-- Begin --
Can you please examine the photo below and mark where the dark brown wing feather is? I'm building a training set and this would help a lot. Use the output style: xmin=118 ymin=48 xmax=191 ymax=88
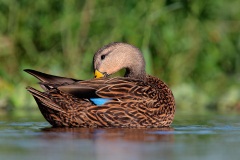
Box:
xmin=27 ymin=69 xmax=175 ymax=127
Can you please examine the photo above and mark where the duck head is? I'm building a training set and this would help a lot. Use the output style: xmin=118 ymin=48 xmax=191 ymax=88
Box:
xmin=93 ymin=42 xmax=146 ymax=80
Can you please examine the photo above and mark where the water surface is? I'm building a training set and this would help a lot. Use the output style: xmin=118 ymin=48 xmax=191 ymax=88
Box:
xmin=0 ymin=113 xmax=240 ymax=160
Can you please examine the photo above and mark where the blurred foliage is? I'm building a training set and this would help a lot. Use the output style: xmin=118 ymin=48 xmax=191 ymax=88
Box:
xmin=0 ymin=0 xmax=240 ymax=113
-- End --
Rewrite the entire listing above as a JSON array of strings, one string per line and with blank lines omitted. Exclude the pictures from the result.

- **FULL ANSWER**
[
  "Can you please examine the photo below and mark where the dark brown wing feather is? I'm building a training set and this would help a lot. Use the output style: xmin=118 ymin=48 xmax=191 ymax=88",
  "Box:",
  "xmin=27 ymin=69 xmax=175 ymax=127",
  "Can you please examine the photo above and mark where the duck head is? I'm building a training set and this would help a lot. Use the output style: xmin=118 ymin=48 xmax=191 ymax=88",
  "Box:",
  "xmin=93 ymin=42 xmax=146 ymax=80",
  "Can you please examine the photo above and mark where the water surface is? I'm building a training set and this would help a lot. Use the output style: xmin=118 ymin=48 xmax=191 ymax=88",
  "Box:",
  "xmin=0 ymin=113 xmax=240 ymax=160",
  "Can you please examine the photo above and mark where the blurred foliage is? I'm building a training set and this would help a lot. Use the output style: xmin=118 ymin=48 xmax=191 ymax=88",
  "Box:",
  "xmin=0 ymin=0 xmax=240 ymax=113"
]